Swap every "jersey" in the records below for "shirt", and reproduce all the lines with nothing else changed.
··· DATASET EXTRACT
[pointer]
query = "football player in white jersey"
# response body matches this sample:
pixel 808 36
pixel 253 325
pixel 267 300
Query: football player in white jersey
······
> _ANSWER IN FULL_
[pointer]
query = "football player in white shirt"
# response body matches this sample:
pixel 808 36
pixel 253 325
pixel 267 300
Query: football player in white shirt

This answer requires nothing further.